Instruction 1:
Copy out, line for line, the part of the entries that opens with the line containing "Where can the white shorts" and closes with the line containing "x=114, y=50", including both of those lines.

Caixin
Jul 17, 2018 08:28 PM
OPINION

Opinion: China’s Trade Surplus Isn’t as Big as U.S. Says

Washington launched its trade war against Beijing in part because of China’s long-running trade surplus with the U.S., but it turns out that the surplus isn’t as large as advertised.

U.S. President Donald Trump has said that his country has an annual trade deficit of $500 billion with China. This is nonsense. According to U.S. government data, the country had a goods trade deficit of $375.2 billion with China last year. But Chinese customs data showed that the deficit figure was only $275.8 billion. And people often overlook the U.S.’ services trade surplus with China.

There are mainly two reasons for the difference in the trade balance statistics released by the two countries, not counting errors and omissions. First, the U.S. has included Hong Kong’s entrepot trade — in which goods imported to Hong Kong from outside China are then re-exported to the U.S. — as imports from China.

Second, the U.S. calculates the value of its exports based on free-on-board prices and the value of its imports based on cost-insurance-freight prices, which reduces the value of exports and inflates the value of imports.

Task input:

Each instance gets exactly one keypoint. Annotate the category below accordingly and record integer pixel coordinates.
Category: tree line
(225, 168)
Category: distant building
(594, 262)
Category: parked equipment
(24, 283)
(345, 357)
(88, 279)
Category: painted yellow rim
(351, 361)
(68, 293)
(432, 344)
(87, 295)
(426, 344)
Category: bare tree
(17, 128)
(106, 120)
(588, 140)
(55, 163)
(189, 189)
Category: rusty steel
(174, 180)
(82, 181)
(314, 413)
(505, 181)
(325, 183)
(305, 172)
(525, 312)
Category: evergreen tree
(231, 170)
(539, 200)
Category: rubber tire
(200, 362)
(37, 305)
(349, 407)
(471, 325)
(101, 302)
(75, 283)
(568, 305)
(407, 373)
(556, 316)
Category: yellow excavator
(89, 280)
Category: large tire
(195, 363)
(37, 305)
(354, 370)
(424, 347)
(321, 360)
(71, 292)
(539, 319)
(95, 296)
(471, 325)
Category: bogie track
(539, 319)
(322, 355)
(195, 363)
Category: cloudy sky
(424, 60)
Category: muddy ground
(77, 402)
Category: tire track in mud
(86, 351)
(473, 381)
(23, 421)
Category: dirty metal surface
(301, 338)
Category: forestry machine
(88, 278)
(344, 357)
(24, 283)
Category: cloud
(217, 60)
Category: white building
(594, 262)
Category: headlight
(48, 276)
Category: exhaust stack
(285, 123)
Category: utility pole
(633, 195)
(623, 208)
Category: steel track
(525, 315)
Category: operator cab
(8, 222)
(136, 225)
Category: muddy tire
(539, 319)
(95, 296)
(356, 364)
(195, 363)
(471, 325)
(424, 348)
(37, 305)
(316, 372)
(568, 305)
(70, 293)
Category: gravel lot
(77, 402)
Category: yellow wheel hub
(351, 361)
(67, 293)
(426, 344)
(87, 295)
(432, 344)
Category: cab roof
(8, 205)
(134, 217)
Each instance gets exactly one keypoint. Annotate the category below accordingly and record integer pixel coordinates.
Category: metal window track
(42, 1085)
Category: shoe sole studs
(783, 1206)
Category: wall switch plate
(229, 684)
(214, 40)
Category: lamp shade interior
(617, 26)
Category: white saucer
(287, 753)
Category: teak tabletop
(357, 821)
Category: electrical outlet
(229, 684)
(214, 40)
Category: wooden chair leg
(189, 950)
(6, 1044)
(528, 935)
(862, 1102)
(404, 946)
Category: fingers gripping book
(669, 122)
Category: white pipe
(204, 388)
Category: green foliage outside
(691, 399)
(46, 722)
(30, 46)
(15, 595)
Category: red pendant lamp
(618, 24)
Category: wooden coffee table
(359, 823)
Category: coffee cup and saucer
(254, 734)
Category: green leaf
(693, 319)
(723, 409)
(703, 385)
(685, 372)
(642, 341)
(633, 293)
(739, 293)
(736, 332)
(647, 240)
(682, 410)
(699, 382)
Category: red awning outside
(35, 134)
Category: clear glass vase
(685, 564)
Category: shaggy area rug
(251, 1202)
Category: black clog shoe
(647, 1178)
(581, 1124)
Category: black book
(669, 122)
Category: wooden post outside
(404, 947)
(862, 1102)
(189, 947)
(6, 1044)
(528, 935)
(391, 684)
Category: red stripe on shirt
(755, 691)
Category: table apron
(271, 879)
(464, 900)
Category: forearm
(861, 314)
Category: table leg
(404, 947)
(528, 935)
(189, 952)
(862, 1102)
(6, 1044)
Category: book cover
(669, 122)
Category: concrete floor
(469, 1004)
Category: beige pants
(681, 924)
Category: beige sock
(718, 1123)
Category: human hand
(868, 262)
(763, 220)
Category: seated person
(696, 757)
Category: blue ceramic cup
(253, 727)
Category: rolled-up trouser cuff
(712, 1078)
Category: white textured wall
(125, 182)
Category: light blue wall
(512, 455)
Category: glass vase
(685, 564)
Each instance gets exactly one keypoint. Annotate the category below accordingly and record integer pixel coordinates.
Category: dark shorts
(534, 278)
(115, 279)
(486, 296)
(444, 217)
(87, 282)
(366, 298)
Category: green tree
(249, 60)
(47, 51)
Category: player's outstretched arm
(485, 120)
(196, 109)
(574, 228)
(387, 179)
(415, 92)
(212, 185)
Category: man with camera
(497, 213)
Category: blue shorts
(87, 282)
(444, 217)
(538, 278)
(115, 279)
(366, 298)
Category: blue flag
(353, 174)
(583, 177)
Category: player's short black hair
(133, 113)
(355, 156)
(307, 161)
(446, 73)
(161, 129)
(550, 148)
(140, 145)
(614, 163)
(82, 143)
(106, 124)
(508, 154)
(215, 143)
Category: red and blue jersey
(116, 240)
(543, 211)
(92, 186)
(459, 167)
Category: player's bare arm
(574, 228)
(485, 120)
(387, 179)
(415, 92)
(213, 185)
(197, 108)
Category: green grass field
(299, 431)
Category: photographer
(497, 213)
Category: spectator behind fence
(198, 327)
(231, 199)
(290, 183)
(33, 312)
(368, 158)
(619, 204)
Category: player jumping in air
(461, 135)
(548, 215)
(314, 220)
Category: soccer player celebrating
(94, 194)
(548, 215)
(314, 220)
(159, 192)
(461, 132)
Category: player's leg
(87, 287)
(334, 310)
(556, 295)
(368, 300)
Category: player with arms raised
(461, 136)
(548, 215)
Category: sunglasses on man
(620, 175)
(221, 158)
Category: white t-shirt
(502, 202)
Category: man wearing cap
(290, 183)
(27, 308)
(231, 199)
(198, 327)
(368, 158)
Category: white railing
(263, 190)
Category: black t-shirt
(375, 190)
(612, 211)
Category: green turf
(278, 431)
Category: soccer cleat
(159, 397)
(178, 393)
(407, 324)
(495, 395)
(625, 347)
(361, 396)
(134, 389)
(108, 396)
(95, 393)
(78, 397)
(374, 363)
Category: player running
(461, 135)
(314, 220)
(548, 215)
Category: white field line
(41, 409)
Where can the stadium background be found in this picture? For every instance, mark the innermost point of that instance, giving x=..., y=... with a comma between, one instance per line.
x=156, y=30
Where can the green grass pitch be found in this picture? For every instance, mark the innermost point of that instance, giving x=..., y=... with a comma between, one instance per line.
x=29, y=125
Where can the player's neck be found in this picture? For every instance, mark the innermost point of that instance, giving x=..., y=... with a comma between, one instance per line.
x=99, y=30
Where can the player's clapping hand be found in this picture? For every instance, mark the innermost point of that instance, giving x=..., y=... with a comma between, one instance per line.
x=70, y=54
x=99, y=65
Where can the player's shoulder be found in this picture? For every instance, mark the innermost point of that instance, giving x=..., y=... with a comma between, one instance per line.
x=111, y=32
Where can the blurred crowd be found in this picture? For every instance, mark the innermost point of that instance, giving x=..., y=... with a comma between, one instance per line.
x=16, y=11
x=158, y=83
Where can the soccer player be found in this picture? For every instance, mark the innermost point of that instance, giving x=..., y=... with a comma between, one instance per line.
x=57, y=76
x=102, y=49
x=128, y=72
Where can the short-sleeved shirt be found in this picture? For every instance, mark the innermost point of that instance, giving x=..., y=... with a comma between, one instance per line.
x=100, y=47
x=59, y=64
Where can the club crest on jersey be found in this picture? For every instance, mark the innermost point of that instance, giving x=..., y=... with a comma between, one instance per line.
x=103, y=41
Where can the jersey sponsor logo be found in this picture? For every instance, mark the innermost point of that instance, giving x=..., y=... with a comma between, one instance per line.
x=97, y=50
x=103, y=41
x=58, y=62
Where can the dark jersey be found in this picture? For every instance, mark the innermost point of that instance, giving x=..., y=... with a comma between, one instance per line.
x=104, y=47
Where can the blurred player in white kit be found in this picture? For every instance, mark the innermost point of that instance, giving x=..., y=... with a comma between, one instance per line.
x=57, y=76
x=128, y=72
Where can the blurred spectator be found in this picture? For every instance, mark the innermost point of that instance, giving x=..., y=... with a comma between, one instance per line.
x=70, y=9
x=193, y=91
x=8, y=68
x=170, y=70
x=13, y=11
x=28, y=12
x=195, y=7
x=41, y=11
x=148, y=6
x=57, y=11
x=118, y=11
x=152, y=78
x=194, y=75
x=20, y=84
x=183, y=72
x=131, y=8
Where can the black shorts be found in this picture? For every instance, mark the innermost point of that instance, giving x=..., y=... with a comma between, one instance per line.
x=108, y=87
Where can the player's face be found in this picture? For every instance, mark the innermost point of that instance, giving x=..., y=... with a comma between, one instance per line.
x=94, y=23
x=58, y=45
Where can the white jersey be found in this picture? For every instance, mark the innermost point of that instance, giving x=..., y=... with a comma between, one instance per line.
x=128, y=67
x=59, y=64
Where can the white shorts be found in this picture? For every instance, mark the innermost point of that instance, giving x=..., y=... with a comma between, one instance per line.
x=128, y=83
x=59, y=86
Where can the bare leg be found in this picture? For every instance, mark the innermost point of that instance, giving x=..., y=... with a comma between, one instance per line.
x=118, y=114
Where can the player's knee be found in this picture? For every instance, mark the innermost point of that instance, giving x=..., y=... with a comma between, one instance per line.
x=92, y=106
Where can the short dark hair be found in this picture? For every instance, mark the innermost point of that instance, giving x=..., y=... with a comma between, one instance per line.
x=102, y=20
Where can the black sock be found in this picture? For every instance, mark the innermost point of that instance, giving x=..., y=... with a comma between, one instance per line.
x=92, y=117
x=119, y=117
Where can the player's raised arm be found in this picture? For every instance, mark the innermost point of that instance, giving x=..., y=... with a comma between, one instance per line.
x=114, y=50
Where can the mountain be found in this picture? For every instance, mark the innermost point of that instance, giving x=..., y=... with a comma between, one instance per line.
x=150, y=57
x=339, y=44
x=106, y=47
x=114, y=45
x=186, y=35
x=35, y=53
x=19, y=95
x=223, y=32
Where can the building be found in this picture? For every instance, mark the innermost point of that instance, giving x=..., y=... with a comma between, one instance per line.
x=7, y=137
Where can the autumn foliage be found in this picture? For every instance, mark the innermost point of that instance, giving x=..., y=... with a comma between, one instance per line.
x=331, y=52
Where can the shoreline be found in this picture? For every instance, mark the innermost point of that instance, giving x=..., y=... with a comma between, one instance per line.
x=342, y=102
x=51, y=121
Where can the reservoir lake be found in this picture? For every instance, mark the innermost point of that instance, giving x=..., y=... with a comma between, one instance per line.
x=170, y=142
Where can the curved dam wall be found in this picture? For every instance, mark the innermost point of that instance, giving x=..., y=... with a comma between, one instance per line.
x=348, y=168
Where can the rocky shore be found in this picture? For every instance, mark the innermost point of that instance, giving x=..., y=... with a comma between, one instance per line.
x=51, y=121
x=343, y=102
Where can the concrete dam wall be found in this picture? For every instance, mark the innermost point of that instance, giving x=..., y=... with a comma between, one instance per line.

Instruction 2:
Answer from the opinion piece on China's trade surplus:
(a) What annual trade deficit with China has Donald Trump said the U.S. has?
(b) According to Chinese customs data, what was the deficit figure last year?
(c) On which prices does the U.S. base the value of its imports?

Exercise solution 1:
Where can the white shorts be found in this picture? For every instance, mark the innermost point of that instance, giving x=..., y=... with a comma between, one instance per line.
x=128, y=83
x=59, y=86
Where can the bare leg be found in this picture? For every instance, mark the innermost point of that instance, giving x=..., y=... with a comma between, one instance per line.
x=118, y=114
Where can the player's knee be found in this picture? For every instance, mark the innermost point of that instance, giving x=..., y=... with a comma between, one instance per line.
x=92, y=106
Where can the short dark hair be found in this picture? For every instance, mark the innermost point of that instance, giving x=..., y=... with a comma between, one instance per line.
x=102, y=20
Where can the black sock be found in this picture? For every instance, mark the innermost point of that instance, giving x=..., y=... with a comma between, one instance per line.
x=92, y=117
x=119, y=117
Where can the player's raised arm be found in this picture? For every instance, mark the innermost point of that instance, giving x=..., y=... with a comma between, one instance per line.
x=114, y=50

Exercise solution 2:
(a) $500 billion
(b) $275.8 billion
(c) Cost-insurance-freight prices